Format every line of the material below as a numbered list, omitting any blank lines.

Records from a data collection:
□ □ □ □ □ □ □

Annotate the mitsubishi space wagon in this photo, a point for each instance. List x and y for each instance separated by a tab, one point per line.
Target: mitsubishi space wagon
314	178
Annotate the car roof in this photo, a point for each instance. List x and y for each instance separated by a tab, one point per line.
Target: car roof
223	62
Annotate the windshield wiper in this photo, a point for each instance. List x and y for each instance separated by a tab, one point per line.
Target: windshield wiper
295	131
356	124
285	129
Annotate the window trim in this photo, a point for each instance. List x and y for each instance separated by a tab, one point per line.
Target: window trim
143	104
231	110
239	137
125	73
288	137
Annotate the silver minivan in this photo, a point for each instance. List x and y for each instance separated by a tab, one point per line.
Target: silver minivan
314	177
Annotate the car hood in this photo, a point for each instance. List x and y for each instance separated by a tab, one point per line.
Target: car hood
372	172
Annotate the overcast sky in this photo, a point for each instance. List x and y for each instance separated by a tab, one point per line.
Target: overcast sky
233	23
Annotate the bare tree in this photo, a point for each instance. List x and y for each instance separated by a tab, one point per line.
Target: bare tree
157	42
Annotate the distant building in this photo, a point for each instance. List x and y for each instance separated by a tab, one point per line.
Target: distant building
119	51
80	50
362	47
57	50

□ □ □ □ □ □ □

Complete response:
1. Annotate the mitsubishi space wagon in this photo, a point for each instance. List x and y for each instance separated by a tab, one point per line.
2. Target: mitsubishi space wagon
3. 314	178
4. Annotate the car roof in this photo, a point for each instance. List x and y for each instance separated by a tab, one point per line.
5. Target: car roof
6. 223	62
7. Annotate the windshield wiper in this photo, a point for each instance. List x and y for each instance separated by a tab, one point per line.
8. Target: windshield wiper
9. 295	131
10. 356	124
11. 285	129
12. Annotate the window trim in this photo, a point for each instance. List x and y for each instance separated by a tab, one point per line.
13. Target: window trim
14. 143	104
15. 231	110
16. 239	137
17. 125	73
18. 288	137
19. Annotate the silver minivan in this photo, a point for each instance. List x and y for each instance separated by a tab, one point per line.
20. Target: silver minivan
21. 314	177
22. Annotate the car hood in this photo, a point for each instance. List x and y for each instance separated by a tab, one point per line.
23. Target: car hood
24. 372	172
25. Annotate the overcast sky in this photo, a point for each instance. List x and y for each instance separated by a tab, one point per line.
26. Target: overcast sky
27. 233	23
28. Annotate the bare tree in this photo, a point for each instance. List x and y for each instance separated by a tab, one point per line.
29. Target: bare tree
30. 157	42
31. Annotate the distant building in this photo, a point for each instance. List x and y for each instance separated by a tab, one point per line.
32. Target: distant building
33. 119	51
34. 80	50
35. 362	47
36. 57	50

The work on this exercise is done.